→ **Excerpt provided**
┄┄┄┄┄┄┄┄┄┄┄┄┄┄┄┄┄┄┄┄

The year 2008 was the worst year ever for HEMS helicopter crashes in America.  Twenty-nine people lost their lives in thirteen HEMS crashes that year prompting the NTSB to finally proclaim the HEMS accident rate was ‘unacceptable’ and called a four-day hearing on the subject.  The NTSB then asked the FAA to draft a Proposed rulemaking paper to offer solutions to the problem.

THE UNDERLYING REASON FOR SO MANY CRASHES

When one dissects the root problem as to why America has such an abysmal HEMS safety record, it boils down to one thing.  It’s the 500-pound bacterium in the emergency room that everyone knows is there but ignores—GREED. 
As one very experienced HEMS pilot put it, “It’s capitalism doing it’s thing.”
  
Medicare, the governmental agency that pays the medical bills for any HEMS flight, has become a major part of the problem.  In 2002, Medicare changed its reimbursement rates, paying a 50-percent premium for what they termed ‘rural’ flights, to the tune of $225 million a year to ferry patients.  This change in fee structure spawned even more greed to flourish among helicopter operators who were anxious to get in on the action.  It created a feeding frenzy.

Helicopter companies sprung up everywhere investing millions in helicopters to collect the big payday doled out by the government, causing Medicare payments to skyrocket.  Now, even Mom and Pop can purchase a Jet Ranger, outfit it with medical gear, hire a pilot and medical staff to crew it and receive as much as $16,000 for one flight.
 
Because there is no legislation regulating minimum standards for HEMS helicopters, operators are downsizing to cut costs, replacing twin-engine helicopters with single-engine helicopters as a way to realize greater profit.  What incentive is there for an operator to pay for all the gear when one can just as easily get away with doing it on the cheap?
 
With so many helicopters out there, something called ‘helicopter shopping’ has added to the death toll as well.  A call for a helicopter will come in to a central dispatcher.  That dispatcher will call a program and ask the pilot there if he can take the flight.  If the pilot refuses, determining the weather is too bad, the dispatcher will call another program until he finds a pilot who will take the flight, but he will not tell that pilot that other pilots turned down the flight due to weather.

In that four-day safety meeting in 2009, the NTSB and FAA determined that the industry cannot self regulate.    And why should operators spend money on equipment when they are not forced to do so? Greed will time and again trump safety when allowed to do so.

THE SOLUTION

I agreed with Mike Burke when he said, “The system in the States is broken.”

┄┄┄┄┄┄┄┄┄┄┄┄┄┄┄┄┄┄┄┄

→ **Data for analysis**

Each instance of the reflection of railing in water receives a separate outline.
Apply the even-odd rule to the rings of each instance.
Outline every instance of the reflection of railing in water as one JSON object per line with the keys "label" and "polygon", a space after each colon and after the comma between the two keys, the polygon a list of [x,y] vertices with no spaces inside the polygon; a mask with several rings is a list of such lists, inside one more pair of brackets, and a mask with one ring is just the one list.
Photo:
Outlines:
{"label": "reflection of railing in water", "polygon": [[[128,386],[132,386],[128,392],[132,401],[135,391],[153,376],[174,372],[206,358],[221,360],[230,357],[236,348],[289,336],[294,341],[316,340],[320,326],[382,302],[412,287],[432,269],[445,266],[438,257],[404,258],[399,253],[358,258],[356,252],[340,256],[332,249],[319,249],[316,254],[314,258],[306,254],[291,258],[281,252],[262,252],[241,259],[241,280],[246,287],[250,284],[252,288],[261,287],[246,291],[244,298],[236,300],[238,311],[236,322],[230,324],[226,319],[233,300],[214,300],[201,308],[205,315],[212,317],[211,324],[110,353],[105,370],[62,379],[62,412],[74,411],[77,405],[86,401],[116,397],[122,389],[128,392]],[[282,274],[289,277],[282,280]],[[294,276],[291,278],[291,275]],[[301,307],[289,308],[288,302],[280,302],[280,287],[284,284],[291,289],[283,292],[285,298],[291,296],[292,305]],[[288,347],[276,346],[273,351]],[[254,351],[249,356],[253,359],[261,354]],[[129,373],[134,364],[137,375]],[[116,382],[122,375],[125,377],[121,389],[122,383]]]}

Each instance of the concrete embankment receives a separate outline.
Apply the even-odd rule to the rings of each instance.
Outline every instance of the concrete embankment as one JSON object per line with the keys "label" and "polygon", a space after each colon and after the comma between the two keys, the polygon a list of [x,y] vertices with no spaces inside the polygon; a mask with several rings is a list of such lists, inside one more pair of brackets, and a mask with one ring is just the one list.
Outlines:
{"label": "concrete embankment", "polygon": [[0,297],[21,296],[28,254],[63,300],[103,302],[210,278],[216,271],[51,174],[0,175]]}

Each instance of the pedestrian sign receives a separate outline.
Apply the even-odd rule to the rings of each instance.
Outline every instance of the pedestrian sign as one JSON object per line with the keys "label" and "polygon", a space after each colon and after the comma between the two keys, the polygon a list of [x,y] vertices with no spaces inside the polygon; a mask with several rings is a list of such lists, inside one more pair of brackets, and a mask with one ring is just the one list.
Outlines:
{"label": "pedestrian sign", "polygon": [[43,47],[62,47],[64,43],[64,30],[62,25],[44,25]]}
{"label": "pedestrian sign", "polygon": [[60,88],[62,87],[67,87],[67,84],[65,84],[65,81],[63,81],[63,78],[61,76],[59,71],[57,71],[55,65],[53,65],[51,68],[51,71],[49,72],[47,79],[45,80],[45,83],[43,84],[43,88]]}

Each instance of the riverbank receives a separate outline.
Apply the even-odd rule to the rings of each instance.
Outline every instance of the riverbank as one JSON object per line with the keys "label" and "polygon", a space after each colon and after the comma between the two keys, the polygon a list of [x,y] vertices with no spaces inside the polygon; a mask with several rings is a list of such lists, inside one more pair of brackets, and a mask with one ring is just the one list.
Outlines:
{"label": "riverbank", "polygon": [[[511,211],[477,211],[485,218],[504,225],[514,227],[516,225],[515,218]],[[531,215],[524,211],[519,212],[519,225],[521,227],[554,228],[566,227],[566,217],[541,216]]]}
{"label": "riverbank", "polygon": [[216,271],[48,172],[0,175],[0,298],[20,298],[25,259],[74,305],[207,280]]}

┄┄┄┄┄┄┄┄┄┄┄┄┄┄┄┄┄┄┄┄

→ **Task set**
• a. In the piece on HEMS helicopter crashes, why are operators replacing twin-engine helicopters with single-engine ones?
• b. Reproduce the passage of the HEMS crash piece starting at "As one very" and ending at "a feeding frenzy.".

→ **Responses per task**
• a. No legislation sets minimum standards for HEMS helicopters. Operators are therefore downsizing to cut costs, and switching from twin-engine to single-engine helicopters lets them realize greater profit.

• b.
As one very experienced HEMS pilot put it, “It’s capitalism doing it’s thing.”
  
Medicare, the governmental agency that pays the medical bills for any HEMS flight, has become a major part of the problem.  In 2002, Medicare changed its reimbursement rates, paying a 50-percent premium for what they termed ‘rural’ flights, to the tune of $225 million a year to ferry patients.  This change in fee structure spawned even more greed to flourish among helicopter operators who were anxious to get in on the action.  It created a feeding frenzy.